— Activity —
A word-for-word copy of the lines from the one holding "The component shall indicate one point per instance of the grove" through the final line of the records below is the only output asked for.

— Data to examine —
++++++++++
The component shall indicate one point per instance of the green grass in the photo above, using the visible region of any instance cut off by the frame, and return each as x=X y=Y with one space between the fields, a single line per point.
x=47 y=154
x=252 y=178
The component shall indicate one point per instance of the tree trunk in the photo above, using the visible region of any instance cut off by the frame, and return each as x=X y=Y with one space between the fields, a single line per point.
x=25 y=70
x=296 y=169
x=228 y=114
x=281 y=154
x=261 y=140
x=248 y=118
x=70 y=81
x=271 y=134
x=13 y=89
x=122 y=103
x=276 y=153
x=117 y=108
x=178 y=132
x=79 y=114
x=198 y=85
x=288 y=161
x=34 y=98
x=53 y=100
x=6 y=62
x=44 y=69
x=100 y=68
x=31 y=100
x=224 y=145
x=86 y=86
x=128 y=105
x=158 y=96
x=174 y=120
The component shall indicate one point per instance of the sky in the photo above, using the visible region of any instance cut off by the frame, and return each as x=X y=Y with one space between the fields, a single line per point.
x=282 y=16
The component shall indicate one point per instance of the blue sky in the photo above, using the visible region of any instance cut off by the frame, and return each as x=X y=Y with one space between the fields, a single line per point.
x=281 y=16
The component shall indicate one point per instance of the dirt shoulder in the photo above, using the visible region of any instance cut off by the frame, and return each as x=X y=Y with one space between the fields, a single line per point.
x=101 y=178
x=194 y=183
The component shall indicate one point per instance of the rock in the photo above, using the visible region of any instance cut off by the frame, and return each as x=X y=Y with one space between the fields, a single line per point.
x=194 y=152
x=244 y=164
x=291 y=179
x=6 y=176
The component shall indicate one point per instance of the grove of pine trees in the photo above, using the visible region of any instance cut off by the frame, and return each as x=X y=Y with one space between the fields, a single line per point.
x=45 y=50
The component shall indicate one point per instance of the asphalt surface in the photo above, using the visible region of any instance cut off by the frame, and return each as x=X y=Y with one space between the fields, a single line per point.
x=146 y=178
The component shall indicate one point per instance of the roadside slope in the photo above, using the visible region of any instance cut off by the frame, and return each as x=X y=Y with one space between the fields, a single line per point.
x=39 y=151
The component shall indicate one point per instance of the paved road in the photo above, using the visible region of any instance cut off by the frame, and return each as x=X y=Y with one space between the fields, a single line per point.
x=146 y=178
++++++++++
— Exercise answer —
The component shall indicate one point per instance of the grove of pine trees in the photo above, using the visible region of any instance cut off by the frame, and return each as x=X y=Y with one space between the fields, a single line per point.
x=45 y=50
The component shall indicate one point per instance of the asphalt surface in the photo above, using the visible region of any instance cut off by the frame, and return each as x=X y=Y with one space between the fields, a single line per point.
x=146 y=178
The component shall indicate one point per instance of the roadside slope in the photo above, using the visible region of any instance cut off by the frame, and return each as x=X y=Y with one space between the fields, a single line per point.
x=39 y=151
The component shall indicate one point per instance of the paved road in the photo above, using the visible region of any instance cut off by the frame, and return each as x=X y=Y with one space between the fields, a single line per point.
x=146 y=178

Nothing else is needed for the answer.